#### REQUIREMENT
Which lines in the entries below contain the word "mask"? Select each of them and copy it out.
-------- PROVIDED INFORMATION
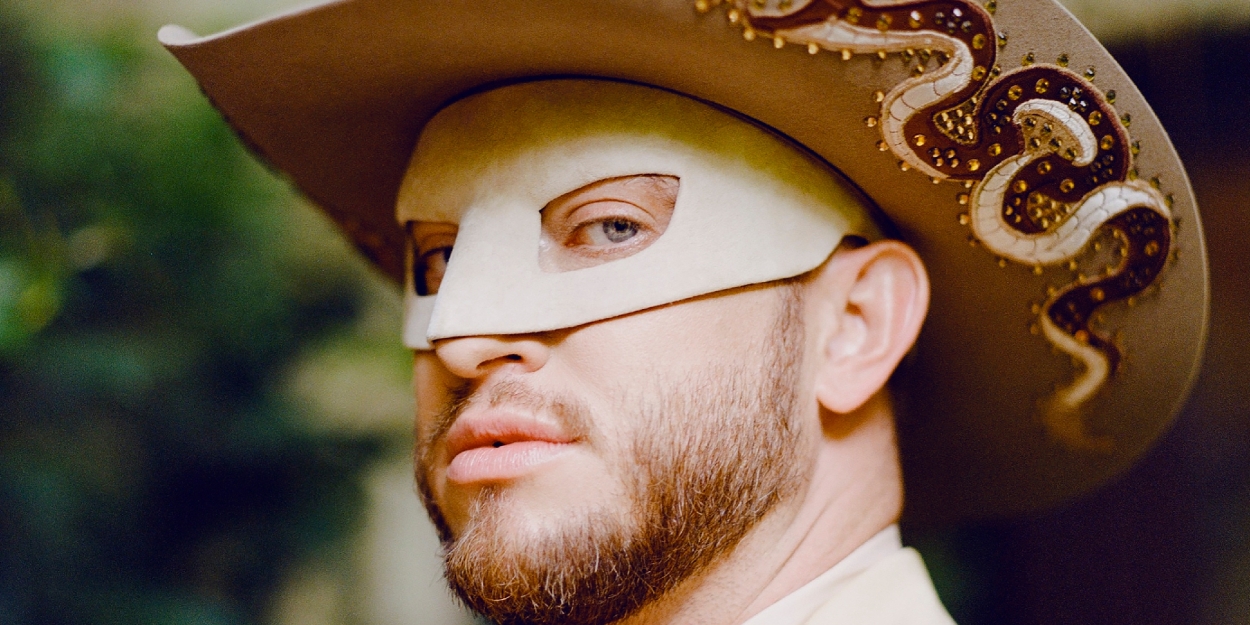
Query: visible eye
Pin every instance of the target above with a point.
(605, 220)
(435, 264)
(615, 230)
(431, 250)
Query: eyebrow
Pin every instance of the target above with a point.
(661, 185)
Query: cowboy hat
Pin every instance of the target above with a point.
(1000, 140)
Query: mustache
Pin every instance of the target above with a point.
(571, 414)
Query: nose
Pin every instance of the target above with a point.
(475, 356)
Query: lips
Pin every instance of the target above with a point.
(499, 446)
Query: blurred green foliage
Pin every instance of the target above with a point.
(154, 286)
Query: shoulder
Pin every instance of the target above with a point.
(894, 591)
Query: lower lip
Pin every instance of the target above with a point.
(504, 463)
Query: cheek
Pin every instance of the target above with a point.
(671, 340)
(431, 384)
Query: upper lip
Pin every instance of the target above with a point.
(485, 429)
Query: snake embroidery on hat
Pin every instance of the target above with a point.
(1045, 161)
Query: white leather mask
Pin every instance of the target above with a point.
(751, 208)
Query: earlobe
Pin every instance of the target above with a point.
(874, 303)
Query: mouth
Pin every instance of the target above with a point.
(500, 446)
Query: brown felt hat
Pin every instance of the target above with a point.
(1000, 139)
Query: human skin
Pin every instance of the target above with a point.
(860, 313)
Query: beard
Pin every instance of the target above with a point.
(711, 455)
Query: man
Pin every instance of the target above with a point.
(651, 375)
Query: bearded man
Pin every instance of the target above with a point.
(653, 374)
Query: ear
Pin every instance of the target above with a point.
(870, 304)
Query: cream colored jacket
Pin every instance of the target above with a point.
(881, 583)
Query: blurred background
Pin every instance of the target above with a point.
(204, 406)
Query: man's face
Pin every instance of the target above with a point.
(576, 475)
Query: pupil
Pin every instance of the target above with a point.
(619, 230)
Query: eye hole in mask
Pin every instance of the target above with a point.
(605, 220)
(429, 251)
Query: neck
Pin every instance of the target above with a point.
(855, 490)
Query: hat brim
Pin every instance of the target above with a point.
(335, 95)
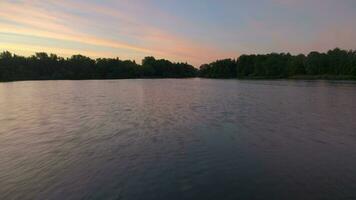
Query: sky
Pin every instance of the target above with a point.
(193, 31)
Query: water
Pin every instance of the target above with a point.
(178, 139)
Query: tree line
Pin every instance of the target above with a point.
(335, 63)
(43, 66)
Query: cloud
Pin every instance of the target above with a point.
(35, 18)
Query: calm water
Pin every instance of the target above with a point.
(178, 139)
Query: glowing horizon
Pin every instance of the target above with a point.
(184, 31)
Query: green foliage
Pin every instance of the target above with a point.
(42, 66)
(334, 63)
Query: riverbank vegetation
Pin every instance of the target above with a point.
(42, 66)
(334, 64)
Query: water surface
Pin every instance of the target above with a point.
(178, 139)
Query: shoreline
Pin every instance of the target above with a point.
(297, 78)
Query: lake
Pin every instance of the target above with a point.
(178, 139)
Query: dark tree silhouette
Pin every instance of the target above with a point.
(42, 66)
(335, 63)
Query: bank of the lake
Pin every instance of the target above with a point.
(178, 139)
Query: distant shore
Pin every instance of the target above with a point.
(336, 64)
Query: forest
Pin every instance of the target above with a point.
(334, 64)
(42, 66)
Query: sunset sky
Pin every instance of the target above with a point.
(196, 31)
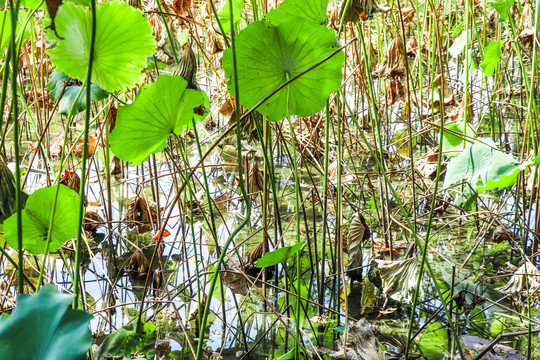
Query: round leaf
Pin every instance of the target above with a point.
(268, 56)
(43, 327)
(37, 216)
(124, 40)
(161, 109)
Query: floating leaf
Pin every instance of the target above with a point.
(434, 341)
(43, 327)
(279, 255)
(55, 86)
(399, 278)
(484, 167)
(123, 42)
(269, 55)
(311, 10)
(225, 14)
(126, 341)
(492, 55)
(361, 342)
(358, 232)
(37, 216)
(161, 109)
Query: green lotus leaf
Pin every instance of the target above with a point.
(43, 327)
(161, 109)
(279, 255)
(484, 167)
(269, 55)
(36, 218)
(225, 14)
(123, 42)
(55, 86)
(312, 10)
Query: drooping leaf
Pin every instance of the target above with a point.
(459, 44)
(125, 342)
(5, 29)
(399, 278)
(503, 8)
(453, 143)
(492, 55)
(43, 327)
(279, 255)
(358, 233)
(484, 167)
(311, 10)
(161, 109)
(55, 86)
(36, 219)
(269, 55)
(124, 40)
(225, 14)
(434, 341)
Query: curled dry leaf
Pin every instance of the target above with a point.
(503, 233)
(394, 59)
(214, 44)
(248, 128)
(399, 278)
(518, 281)
(194, 313)
(141, 214)
(138, 264)
(358, 232)
(308, 135)
(187, 67)
(361, 343)
(79, 146)
(358, 9)
(234, 280)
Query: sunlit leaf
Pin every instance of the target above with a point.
(43, 327)
(453, 144)
(492, 55)
(311, 10)
(503, 8)
(125, 342)
(484, 167)
(124, 40)
(55, 86)
(225, 14)
(434, 341)
(279, 255)
(37, 216)
(269, 55)
(161, 109)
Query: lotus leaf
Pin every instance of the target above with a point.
(161, 109)
(312, 10)
(43, 327)
(269, 55)
(36, 219)
(123, 42)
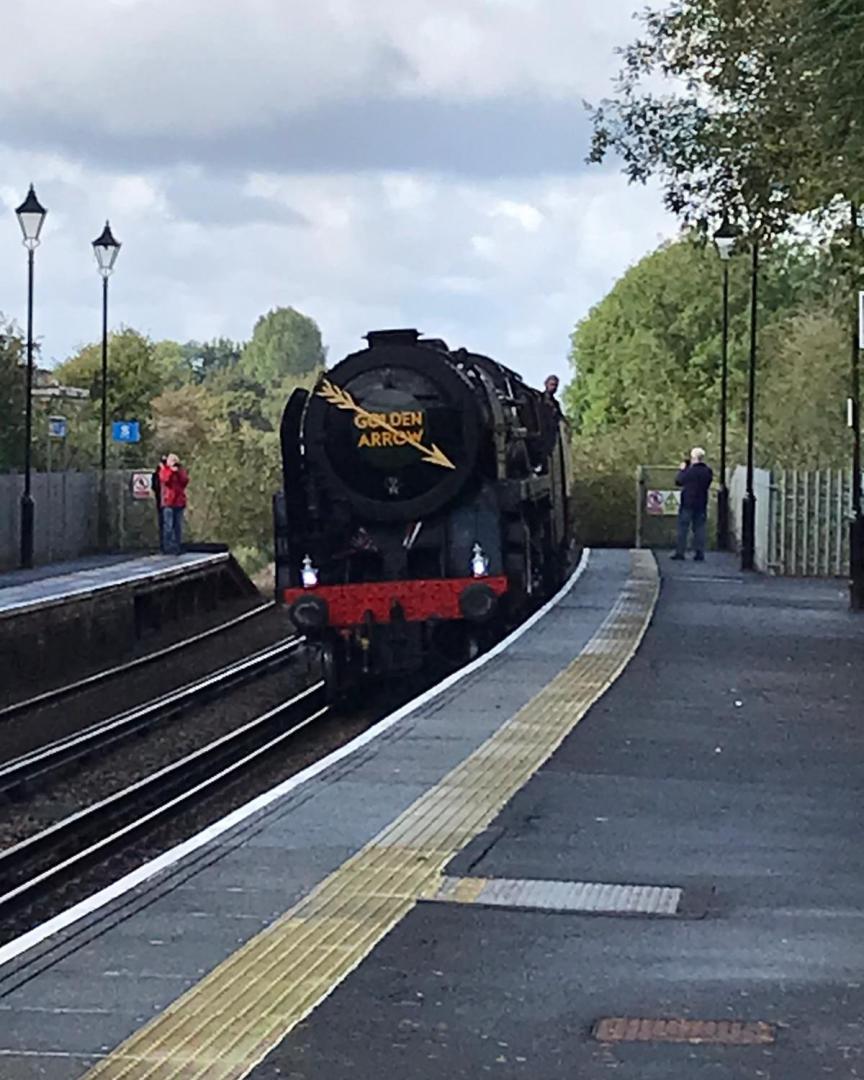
----------------
#### COMPLETE ANSWER
Query: white leather mask
Query: eye hole in mask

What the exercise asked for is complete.